• [Tasks to complete]
1. Decide whether each statement agrees with the half century challenge post below, answering yes or no and quoting the words of the post that settle it: (a) a 100 km ride earns 3 points; (b) imperial century riders are awarded a silver star; (c) missing a half century in a given month ends the challenge.
2. Extend the half century challenge post below, picking up right after its final sentence.

# Page text start

# The 2023 Half Century (50km or 50m) Challenge



## 13 rider (28 Dec 2022)

THIS THREAD IS FOR RIDE REPORTS ONLY - discussions should take place over in the 2023 chatzone

There were already challenge threads for monthly imperial centuries (100 mile rides) and metric centuries (100 km or 62.14 mile rides). So @ColinJ thought it would be a nice idea to come up with an easier challenge for those who don't have the time, energy or inclination to do the longer rides so he created the half century challenge in 2015. It was a success, so by popular request, it will take place again every year from now on

Your challenge is to do at least one half century ride every calendar month of the year. You can arbitrarily choose to do 50 km (31.07 mile) or 50 mile rides in any given month depending on how you feel at the time, what the weather is like, and how much free time you have. If you fail to do one or the other, then your challenge has come to an end and will have to be restarted later. If you start off on one of the century challenges, but fail for some reason, you can always drop down into this challenge and keep on going!

You can start when you like, but (in keeping with the other 2 challenges) a bronze star can be awarded for those who do a half century every month from January to December. (The imperial century riders get a gold star, and the metric century riders get a silver star. These are small graphics which can be displayed in the signature line under your posts.)

If you would like to keep a points tally, award yourself 1 point for a 50 km ride, 2 points for 50 miles, 3 points for 100 km or 4 points for 100 miles, 5 points for 200km, 6 points for 150 miles. Maximum points for any ride is 6 points distances beyond 150 miles still score 6 points .Obviously one ride can only score one lot of points

I suggest an extra challenge for those of us who want to keep track of points - try and beat your previous best points tally. If this is your first go at the half century challenge, look at how the points are calculated and set yourself a realistic challenge (12 points would be the minimum that you could score if you completed one half century ride per month.)

I hope that this challenge is feasible for most of you. I know that 100+ km can seem an awfully long way for many cyclists, so perhaps 50+ km would be a more approachable challenge.

# Page text end
# Data records start

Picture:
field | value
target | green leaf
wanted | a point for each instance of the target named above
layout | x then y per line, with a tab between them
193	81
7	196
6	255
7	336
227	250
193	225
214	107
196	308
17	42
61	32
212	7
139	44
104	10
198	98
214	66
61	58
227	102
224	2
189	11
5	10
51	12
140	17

# Data records end

• [Expected responses]
1.
(a) Yes: "3 points for 100 km"
(b) No: "The imperial century riders get a gold star"
(c) Yes: "If you fail to do one or the other, then your challenge has come to an end and will have to be restarted later."

2.
The imperial century riders use one system for reporting their rides but we have adopted a different one. Each ride merits a brief report in this thread including: Date of ride, distance ridden, route taken, number of points earned (if you are bothering to keep track of them), elevation gain on ride (if you want to track that).

For ride reports after the first one, take a copy of your previous ride report post and put that in a new post with details of your latest ride added after that. [For riders who do a lot of long rides, that could mean reposting a lot of long posts. You might like to just update your ride reports at the end of each month instead?]

Optionally, finish each report post with your accumulated points for the year


----------



## 13 rider (1 Jan 2023)

Jan 1st ,31.5 miles 1 point 
My standard Wymeswold loop

Points in this challenge 1
Points in all challenges 1


----------



## Jon George (1 Jan 2023)

*1st January*
Ipswich – Westerfield – Ipswich – Westerfield – Ipswich – Rushmere – Ipswich – Nacton – Ipswich (plus one circuit around the block)
52km. 1 point

*Running Total: 1 Point*


----------



## Jenkins (1 Jan 2023)

Possibly passing @Jon George by Westerfield Church as he headed up Church Lane,
January1st: Falkenham, Kirton, Newbourne, Waldringfield, Martlesham, Rushmere St. Andrew, Westerfield & Bucklesham, 56.4km, https://www.strava.com/activities/8320910459


----------



## Saluki (1 Jan 2023)

01/01/23 https://www.strava.com/activities/8321177305 Norwich to Bowthorpe, Colney, Hethersett (bit of an off road loop there), Wymondham, Spooner Row, Ashwellthorpe, Hethel, East Carleton, Eaton, Down the Newmarket Road cycle/bus lane, through Norwich city centre and home. 55km 1 point


----------



## tallliman (1 Jan 2023)

Jan 1st - Bimble around Lufbra roads. Just over 50km


----------



## Noodle Legs (1 Jan 2023)

JANUARY

*1st*: Coalville, Hinckley, Nuneaton, Atherstone, Twycross, Coalville 50.3 mi/80.95km *2 Points*

Month Total: *2 Points*
Challenge Total: *2 Points*


----------



## Domus (1 Jan 2023)

Jan 1 Manchester, Chorlton, Knutsford, Mobberly and return via Ashley to home, 82.6 Kms 2 points

Running total 2 points


----------



## 13 rider (2 Jan 2023)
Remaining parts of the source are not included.